REQUEST
Please repeat each of the items below word for word, leaving nothing out.
_ _ _ _
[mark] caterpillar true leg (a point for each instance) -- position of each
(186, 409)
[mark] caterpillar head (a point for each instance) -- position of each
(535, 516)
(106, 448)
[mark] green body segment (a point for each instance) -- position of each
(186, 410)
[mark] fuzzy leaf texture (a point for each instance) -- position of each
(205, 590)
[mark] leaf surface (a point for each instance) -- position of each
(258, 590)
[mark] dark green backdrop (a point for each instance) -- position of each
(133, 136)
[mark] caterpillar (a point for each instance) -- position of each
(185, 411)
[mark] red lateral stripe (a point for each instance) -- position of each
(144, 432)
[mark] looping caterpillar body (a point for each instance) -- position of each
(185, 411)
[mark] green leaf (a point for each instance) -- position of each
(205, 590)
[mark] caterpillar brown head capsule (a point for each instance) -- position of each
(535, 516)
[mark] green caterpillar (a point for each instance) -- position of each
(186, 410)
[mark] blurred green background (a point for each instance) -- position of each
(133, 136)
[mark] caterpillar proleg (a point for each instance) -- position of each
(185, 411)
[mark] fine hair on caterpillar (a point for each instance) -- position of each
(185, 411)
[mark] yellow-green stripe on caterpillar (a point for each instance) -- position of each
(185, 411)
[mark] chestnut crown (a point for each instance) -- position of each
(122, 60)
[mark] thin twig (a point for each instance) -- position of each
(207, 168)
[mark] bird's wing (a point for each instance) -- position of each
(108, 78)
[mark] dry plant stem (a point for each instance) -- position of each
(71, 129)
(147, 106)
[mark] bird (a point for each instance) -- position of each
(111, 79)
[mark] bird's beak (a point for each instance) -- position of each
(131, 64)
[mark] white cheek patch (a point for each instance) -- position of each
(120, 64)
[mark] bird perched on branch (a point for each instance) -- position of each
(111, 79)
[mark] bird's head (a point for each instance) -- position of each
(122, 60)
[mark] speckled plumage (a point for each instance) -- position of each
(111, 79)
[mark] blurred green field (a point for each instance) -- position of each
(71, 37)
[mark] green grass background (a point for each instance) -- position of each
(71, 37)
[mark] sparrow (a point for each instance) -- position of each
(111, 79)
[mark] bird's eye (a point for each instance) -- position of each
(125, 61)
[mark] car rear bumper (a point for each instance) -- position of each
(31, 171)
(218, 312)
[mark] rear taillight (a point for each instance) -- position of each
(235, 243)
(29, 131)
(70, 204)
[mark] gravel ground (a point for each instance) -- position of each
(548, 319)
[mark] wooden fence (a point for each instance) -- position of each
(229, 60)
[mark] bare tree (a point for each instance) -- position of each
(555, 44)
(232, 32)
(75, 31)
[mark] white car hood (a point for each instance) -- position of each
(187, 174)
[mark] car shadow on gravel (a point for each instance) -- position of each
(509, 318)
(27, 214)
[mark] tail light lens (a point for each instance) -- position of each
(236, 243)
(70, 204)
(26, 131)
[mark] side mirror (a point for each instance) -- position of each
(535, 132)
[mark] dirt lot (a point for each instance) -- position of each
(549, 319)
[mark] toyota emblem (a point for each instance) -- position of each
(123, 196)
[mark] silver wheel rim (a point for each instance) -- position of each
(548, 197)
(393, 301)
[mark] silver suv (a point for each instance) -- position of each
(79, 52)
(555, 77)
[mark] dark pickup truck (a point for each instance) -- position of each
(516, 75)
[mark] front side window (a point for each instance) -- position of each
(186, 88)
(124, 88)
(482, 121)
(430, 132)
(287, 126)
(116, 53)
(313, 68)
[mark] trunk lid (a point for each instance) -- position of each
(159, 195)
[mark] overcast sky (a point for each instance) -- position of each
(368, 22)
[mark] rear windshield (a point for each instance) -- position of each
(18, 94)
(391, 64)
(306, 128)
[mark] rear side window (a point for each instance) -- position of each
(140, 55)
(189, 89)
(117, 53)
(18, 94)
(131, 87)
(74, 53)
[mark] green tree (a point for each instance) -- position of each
_ _ _ _
WRITTEN RESPONSE
[mark] caterpillar true leg (a point for each instance) -- position of each
(186, 409)
[mark] caterpillar head (a point for each instance) -- position of each
(535, 516)
(106, 448)
[mark] green body segment (a point for each instance) -- position of each
(186, 410)
[mark] fuzzy leaf texture (a point for each instance) -- position of each
(205, 590)
[mark] leaf surface (a point for each instance) -- position of each
(258, 590)
[mark] dark green backdrop (a point for each instance) -- position of each
(133, 136)
[mark] caterpillar (a point for each instance) -- position of each
(185, 411)
[mark] red lateral stripe (a point for each instance) -- position of each
(144, 432)
[mark] looping caterpillar body (a point for each instance) -- position of each
(185, 411)
[mark] green leaf (a point for each instance) -- position of each
(205, 590)
[mark] caterpillar brown head capsule (a point for each instance) -- position of each
(535, 516)
[mark] green caterpillar (a point for each instance) -- position of each
(186, 410)
[mark] blurred green background (a point for each instance) -- position of each
(133, 136)
[mark] caterpillar proleg (a point for each instance) -- position of each
(185, 411)
[mark] fine hair on caterpillar (a point for each instance) -- position of each
(185, 411)
[mark] yellow-green stripe on caterpillar (a point for each instance) -- position of each
(185, 411)
[mark] chestnut crown (a point for each instance) -- position of each
(122, 60)
[mark] thin twig (a point for each instance) -- position of each
(207, 168)
[mark] bird's wing (a point for each instance) -- position of each
(108, 78)
[mark] dry plant stem (a point for each instance) -- position of each
(71, 129)
(147, 106)
[mark] bird (a point for each instance) -- position of each
(111, 79)
[mark] bird's beak (a point for each instance) -- position of each
(131, 64)
[mark] white cheek patch (a point for each instance) -- position of each
(120, 64)
[mark] bird perched on branch (a point for each instance) -- position of each
(111, 79)
[mark] bird's head (a point for each instance) -- position of each
(122, 60)
[mark] speckled plumage (a point for each instance) -- position of each
(111, 79)
[mark] blurred green field (a point for each instance) -- position of each
(71, 37)
[mark] green grass background (a point for each instance) -- position of each
(71, 37)
[mark] sparrow (a point for each instance) -- position of each
(111, 79)
[mark] bird's eye (a point for each instance) -- position of each
(125, 61)
[mark] car rear bumper (a point for each instance) -- position of each
(31, 171)
(218, 312)
[mark] rear taillight (a point for each instance) -- position of each
(235, 243)
(29, 131)
(70, 204)
[mark] gravel ground (a point for each instance) -- position of each
(548, 319)
[mark] wooden fence (a point for each instance) -- position of each
(229, 60)
[mark] bare tree (a point for each instance) -- position of each
(555, 44)
(232, 32)
(75, 31)
[mark] white car hood (a point for each instance) -- position of each
(187, 174)
[mark] car shadow on gravel (a point for each instance) -- position of each
(509, 318)
(27, 214)
[mark] tail light lens (a point for each instance) -- position of each
(236, 243)
(70, 204)
(26, 131)
[mark] side mirror (a point for each instance) -- position of each
(535, 132)
[mark] dirt lot (a point for each instance) -- position of each
(549, 319)
[mark] toyota emblem (a point for each instance) -- position of each
(123, 196)
[mark] silver wheel rim (a point for each instance) -- position of each
(548, 197)
(393, 301)
[mark] silver suv (a point for each instance) -- position of each
(79, 52)
(555, 77)
[mark] dark pickup truck (a point for each instance) -- position of each
(516, 75)
[mark] front side window (a point for each instance) -- position of each
(186, 88)
(124, 88)
(482, 121)
(430, 132)
(287, 126)
(116, 53)
(313, 68)
[mark] trunk lid (a point for each instance) -- position of each
(159, 195)
[mark] overcast sky (a point for each instance) -- position of each
(368, 22)
[mark] rear windshield (a point for each instance) -- position of each
(18, 94)
(391, 64)
(306, 128)
[mark] rear side window (a point for each instance) -- position of each
(140, 55)
(189, 89)
(117, 53)
(18, 94)
(131, 87)
(74, 53)
[mark] green tree (a point for each instance) -- position of each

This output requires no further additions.